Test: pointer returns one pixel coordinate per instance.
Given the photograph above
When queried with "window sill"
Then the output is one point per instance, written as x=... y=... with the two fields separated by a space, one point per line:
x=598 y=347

————————

**Set task**
Please quote all of the records above word for word, keeping each line in its original order.

**Response**
Test: pointer returns one pixel coordinate per instance.
Given the photograph above
When queried with "window sill"
Then the output is one point per instance, written as x=... y=... with the two fields separated by a space, one point per line:
x=598 y=347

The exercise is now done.